- Support de l'exercice
++++

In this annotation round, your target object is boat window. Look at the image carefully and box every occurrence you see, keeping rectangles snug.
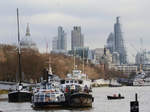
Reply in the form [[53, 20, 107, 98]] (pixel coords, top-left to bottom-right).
[[79, 80, 83, 84], [60, 80, 65, 84]]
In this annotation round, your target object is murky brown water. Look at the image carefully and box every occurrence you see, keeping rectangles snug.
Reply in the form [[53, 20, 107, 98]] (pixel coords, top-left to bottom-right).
[[0, 87, 150, 112]]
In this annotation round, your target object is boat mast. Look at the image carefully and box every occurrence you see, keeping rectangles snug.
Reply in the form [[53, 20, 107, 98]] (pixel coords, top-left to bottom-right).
[[82, 47, 84, 73], [73, 48, 76, 70], [17, 8, 22, 84]]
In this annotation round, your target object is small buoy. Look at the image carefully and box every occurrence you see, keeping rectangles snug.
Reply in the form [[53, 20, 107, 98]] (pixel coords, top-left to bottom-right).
[[130, 93, 139, 112]]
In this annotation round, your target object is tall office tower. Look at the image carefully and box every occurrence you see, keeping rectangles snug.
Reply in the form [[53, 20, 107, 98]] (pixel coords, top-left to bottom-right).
[[20, 24, 37, 50], [106, 33, 115, 54], [52, 26, 67, 53], [52, 36, 58, 51], [57, 26, 67, 51], [71, 26, 84, 50], [114, 17, 127, 64]]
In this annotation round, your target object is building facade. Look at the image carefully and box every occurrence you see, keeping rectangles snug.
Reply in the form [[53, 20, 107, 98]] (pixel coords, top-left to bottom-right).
[[52, 26, 67, 53], [20, 24, 37, 50], [114, 17, 127, 64], [106, 17, 127, 64], [71, 26, 84, 50]]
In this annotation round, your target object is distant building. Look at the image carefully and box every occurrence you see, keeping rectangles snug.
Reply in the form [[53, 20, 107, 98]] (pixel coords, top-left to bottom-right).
[[112, 52, 120, 65], [20, 24, 37, 50], [106, 33, 115, 53], [71, 26, 84, 50], [106, 17, 127, 64], [114, 17, 127, 64], [52, 36, 58, 51], [52, 26, 67, 53], [92, 48, 112, 67]]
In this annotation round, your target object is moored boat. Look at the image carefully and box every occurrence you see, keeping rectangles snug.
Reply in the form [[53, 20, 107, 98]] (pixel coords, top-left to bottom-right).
[[107, 95, 124, 100], [8, 85, 32, 102], [61, 70, 94, 107], [32, 66, 65, 108]]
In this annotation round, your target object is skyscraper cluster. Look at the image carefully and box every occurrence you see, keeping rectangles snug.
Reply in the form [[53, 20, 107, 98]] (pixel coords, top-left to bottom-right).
[[107, 17, 127, 64], [52, 26, 84, 53], [52, 26, 67, 53], [20, 24, 37, 50], [71, 26, 84, 50]]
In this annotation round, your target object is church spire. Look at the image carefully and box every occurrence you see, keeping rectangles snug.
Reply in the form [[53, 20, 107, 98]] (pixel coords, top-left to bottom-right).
[[26, 23, 30, 36]]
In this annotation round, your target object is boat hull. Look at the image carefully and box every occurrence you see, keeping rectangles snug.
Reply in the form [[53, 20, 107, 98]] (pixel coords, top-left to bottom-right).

++++

- Travail demandé
Recopiez à l'identique toutes les lignes ci-dessus, sans en omettre aucune. Laissez toutefois l'image de côté dans votre réponse.

- Corrigé
In this annotation round, your target object is boat window. Look at the image carefully and box every occurrence you see, keeping rectangles snug.
Reply in the form [[53, 20, 107, 98]] (pixel coords, top-left to bottom-right).
[[79, 80, 83, 84], [60, 80, 65, 84]]
In this annotation round, your target object is murky brown water. Look at the image carefully and box every occurrence you see, keeping rectangles snug.
Reply in the form [[53, 20, 107, 98]] (pixel coords, top-left to bottom-right).
[[0, 87, 150, 112]]
In this annotation round, your target object is boat mast. Look at the image carefully and box every occurrence you see, keeping rectangles snug.
Reply in the form [[53, 20, 107, 98]] (pixel coords, top-left to bottom-right).
[[82, 47, 84, 73], [73, 48, 76, 70], [17, 8, 22, 84]]
In this annotation round, your target object is small buoy. Look at the image carefully and box every occurrence you see, keeping rectangles snug.
Reply in the form [[53, 20, 107, 98]] (pixel coords, top-left to bottom-right).
[[130, 93, 139, 112]]
In this annotation round, your target object is tall office tower. Look at the image carefully and box every occurrence you see, keeping rectangles snug.
Reply in the form [[53, 20, 107, 98]] (pixel coords, top-left to bottom-right).
[[20, 24, 37, 50], [106, 33, 115, 54], [52, 26, 67, 53], [52, 36, 58, 51], [57, 26, 67, 51], [71, 26, 84, 50], [114, 17, 127, 64]]
In this annotation round, your target object is building facade. Look at the image carefully and box every occurrence you see, keeping rectangles snug.
Reply in the form [[53, 20, 107, 98]] (pixel coords, top-left to bottom-right).
[[52, 26, 67, 53], [20, 24, 37, 50], [114, 17, 127, 64], [106, 17, 127, 64], [71, 26, 84, 50]]
In this annotation round, your target object is distant building. Look at the image carefully and box every occurrence you see, keeping rectangles snug.
Reply in the form [[53, 20, 107, 98]] (pixel coords, top-left to bottom-right).
[[112, 52, 120, 65], [20, 24, 37, 50], [106, 33, 115, 53], [71, 26, 84, 50], [106, 17, 127, 64], [114, 17, 127, 64], [52, 36, 58, 51], [52, 26, 67, 53], [92, 48, 112, 67]]
In this annotation round, your target object is moored boat. Look at the image carefully and box every occurrence you see, keeping rectangles snug.
Reply in the form [[53, 20, 107, 98]] (pixel coords, top-left to bottom-right).
[[107, 95, 124, 100], [8, 85, 32, 102], [61, 70, 94, 107], [32, 66, 65, 108]]
In this annotation round, your target object is skyscraper cluster. Look at the image carefully and box every occurrence you see, keeping rectangles snug.
Reply in the form [[53, 20, 107, 98]] (pixel coords, top-left to bottom-right).
[[107, 17, 127, 64], [52, 26, 84, 53], [52, 26, 67, 53], [20, 24, 37, 50], [71, 26, 84, 50]]
In this annotation round, your target object is church spire. Look at the image carefully and box every occurrence you see, keeping rectangles snug.
Reply in the form [[53, 20, 107, 98]] (pixel coords, top-left to bottom-right).
[[26, 23, 30, 36]]
In this annotation round, your target object is boat hull. Look at the image carefully and box every occurrence you see, keeping rectangles snug.
Reply in the form [[53, 20, 107, 98]] (pixel coords, top-left to bottom-right).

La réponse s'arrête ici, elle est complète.